■ **Aim**: Pull out every line of the records below that contains the word "horn", and copy each of those lines unchanged.

■ **Listed entries**:

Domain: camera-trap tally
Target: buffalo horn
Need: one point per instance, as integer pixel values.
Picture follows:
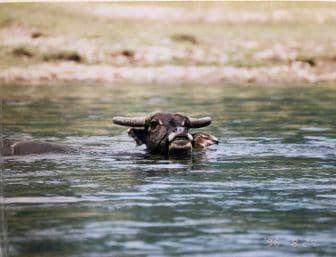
(200, 122)
(130, 122)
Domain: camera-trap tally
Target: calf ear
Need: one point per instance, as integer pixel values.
(139, 135)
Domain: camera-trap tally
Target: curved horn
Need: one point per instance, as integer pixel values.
(130, 122)
(200, 122)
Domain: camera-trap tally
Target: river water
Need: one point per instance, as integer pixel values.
(267, 189)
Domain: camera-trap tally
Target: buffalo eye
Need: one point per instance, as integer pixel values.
(186, 124)
(154, 124)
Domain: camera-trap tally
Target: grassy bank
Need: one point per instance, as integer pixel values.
(259, 38)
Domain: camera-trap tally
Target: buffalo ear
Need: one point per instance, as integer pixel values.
(139, 135)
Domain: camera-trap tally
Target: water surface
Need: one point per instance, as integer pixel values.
(268, 188)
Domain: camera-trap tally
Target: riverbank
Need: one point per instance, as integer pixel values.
(168, 74)
(167, 43)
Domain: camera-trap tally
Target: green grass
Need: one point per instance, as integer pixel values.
(76, 21)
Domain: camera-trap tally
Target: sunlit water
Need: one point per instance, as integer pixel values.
(268, 188)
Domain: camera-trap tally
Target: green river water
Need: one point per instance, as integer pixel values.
(267, 189)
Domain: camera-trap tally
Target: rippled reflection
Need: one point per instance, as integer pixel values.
(268, 188)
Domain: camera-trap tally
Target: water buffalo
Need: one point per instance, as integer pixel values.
(168, 133)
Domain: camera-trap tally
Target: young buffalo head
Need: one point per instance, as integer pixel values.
(163, 133)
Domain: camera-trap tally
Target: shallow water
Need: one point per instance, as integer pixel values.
(268, 188)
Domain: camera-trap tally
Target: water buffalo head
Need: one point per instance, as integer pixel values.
(163, 133)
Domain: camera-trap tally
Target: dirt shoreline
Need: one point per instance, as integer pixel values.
(168, 74)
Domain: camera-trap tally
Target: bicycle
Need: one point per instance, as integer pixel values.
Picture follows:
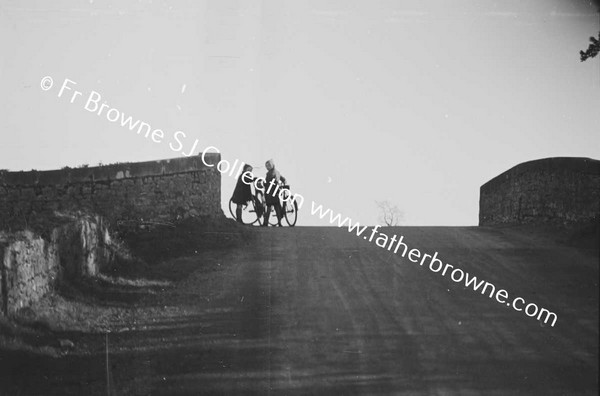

■ **Task response**:
Target: buffalo horn
Target: curved horn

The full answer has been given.